La furia del matoncito neo-otomano tiene sus raíces en su necesidad de ganar el referéndum que ha convocado para mediados de abril, mediante el cual aspira a remodelar la Constitución para potenciar su régimen presidencialista. Si triunfa, podrá legislar por decreto, suspender el presupuesto y declarar el estado de excepción, entre otras atribuciones. Europa acoge a importantes diásporas turcas (más de 3,5 millones en Alemania, 650.000 en Austria, 400.000 en Holanda), a las que Erdogan anhela seducir para que voten a su favor. Francia cedió y accedió a un mitin proselitista del canciller Cavusolgu en la ciudad de Metz, evitando así la ira del Gobierno turco pero quebrando la solidaridad europea. Berlín, Viena, Estocolmo, Berna y La Haya se plantaron ante el bullying de Erdogan y llovieron insultos sobre ellas.

Europa decidió responder a las agresiones turcas con altura, evitando entrar en el juego de quién grita más fuerte. "Uno no puede comentar con seriedad tales pronunciamientos desubicados", dijo Angela Merkel. Mark Rutte halló los exabruptos "inaceptables" y la acusación sobre Bosnia, "una repugnante falsedad". Jean-Claude Juncker advirtió: "Lo único que hace quien así habla es distanciarse de la Unión Europea, no tratar de entrar en ella. Es Turquía la quiere unirse a la UE, no la UE a Turquía". Europa sabe que Erdogan es un exaltado al que conviene torear dada su pertenencia a la OTAN, su cooperación en la lucha contra Estado Islámico en Medio Oriente y su administración del flujo de emigrantes sirios a través de sus fronteras. Parafraseando el conocido lema aplicado antaño a Somoza, decía el comentarista Sohrab Ahmari: "El señor Erdogan podrá ser un cabrón con mentalidad del siglo XIX, pero es nuestro cabrón con mentalidad del siglo XIX".

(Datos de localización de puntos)
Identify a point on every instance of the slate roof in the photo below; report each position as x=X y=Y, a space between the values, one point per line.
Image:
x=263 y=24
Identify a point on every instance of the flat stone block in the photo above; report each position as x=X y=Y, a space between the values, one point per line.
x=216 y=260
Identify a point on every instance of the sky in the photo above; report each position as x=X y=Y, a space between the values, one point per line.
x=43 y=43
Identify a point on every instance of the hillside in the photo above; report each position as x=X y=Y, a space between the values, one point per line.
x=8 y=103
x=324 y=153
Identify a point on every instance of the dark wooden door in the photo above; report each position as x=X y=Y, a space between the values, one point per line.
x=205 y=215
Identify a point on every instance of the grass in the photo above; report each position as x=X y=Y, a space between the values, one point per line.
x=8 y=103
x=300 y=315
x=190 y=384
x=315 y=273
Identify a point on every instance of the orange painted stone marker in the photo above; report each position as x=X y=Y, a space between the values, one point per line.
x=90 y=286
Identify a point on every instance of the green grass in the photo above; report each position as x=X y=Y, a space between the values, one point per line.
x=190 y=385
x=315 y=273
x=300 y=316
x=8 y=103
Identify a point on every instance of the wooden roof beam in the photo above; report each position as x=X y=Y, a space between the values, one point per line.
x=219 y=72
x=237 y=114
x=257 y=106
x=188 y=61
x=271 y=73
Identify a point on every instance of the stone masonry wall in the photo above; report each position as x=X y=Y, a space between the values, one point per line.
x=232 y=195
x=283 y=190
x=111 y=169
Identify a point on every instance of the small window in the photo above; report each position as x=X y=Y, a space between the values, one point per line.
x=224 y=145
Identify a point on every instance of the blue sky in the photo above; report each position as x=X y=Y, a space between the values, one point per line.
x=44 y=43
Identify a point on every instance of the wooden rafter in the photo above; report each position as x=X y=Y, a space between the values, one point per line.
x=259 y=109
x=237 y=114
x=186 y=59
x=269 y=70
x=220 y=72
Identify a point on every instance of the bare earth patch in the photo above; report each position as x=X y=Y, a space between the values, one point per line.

§ CONSIGNA 1
Según el fragmento sobre Erdogan y Europa, ¿en qué ciudad francesa se permitió el mitin del canciller turco?
§ CONSIGNA 2
Traduce al inglés esta oración del fragmento sobre Erdogan y Europa: "Si triunfa, podrá legislar por decreto, suspender el presupuesto y declarar el estado de excepción, entre otras atribuciones."
§ CONSIGNA 3
Copia de nuevo el pasaje del fragmento sobre Erdogan y Europa que empieza con "La furia del" y sigue hasta "insultos sobre ellas.", pero reemplaza "referéndum" por "plebiscito".

§ RESPUESTA FINAL 1
En Metz.

§ RESPUESTA FINAL 2
If he wins, he will be able to legislate by decree, suspend the budget and declare a state of emergency, among other powers.

§ RESPUESTA FINAL 3
La furia del matoncito neo-otomano tiene sus raíces en su necesidad de ganar el plebiscito que ha convocado para mediados de abril, mediante el cual aspira a remodelar la Constitución para potenciar su régimen presidencialista. Si triunfa, podrá legislar por decreto, suspender el presupuesto y declarar el estado de excepción, entre otras atribuciones. Europa acoge a importantes diásporas turcas (más de 3,5 millones en Alemania, 650.000 en Austria, 400.000 en Holanda), a las que Erdogan anhela seducir para que voten a su favor. Francia cedió y accedió a un mitin proselitista del canciller Cavusolgu en la ciudad de Metz, evitando así la ira del Gobierno turco pero quebrando la solidaridad europea. Berlín, Viena, Estocolmo, Berna y La Haya se plantaron ante el bullying de Erdogan y llovieron insultos sobre ellas.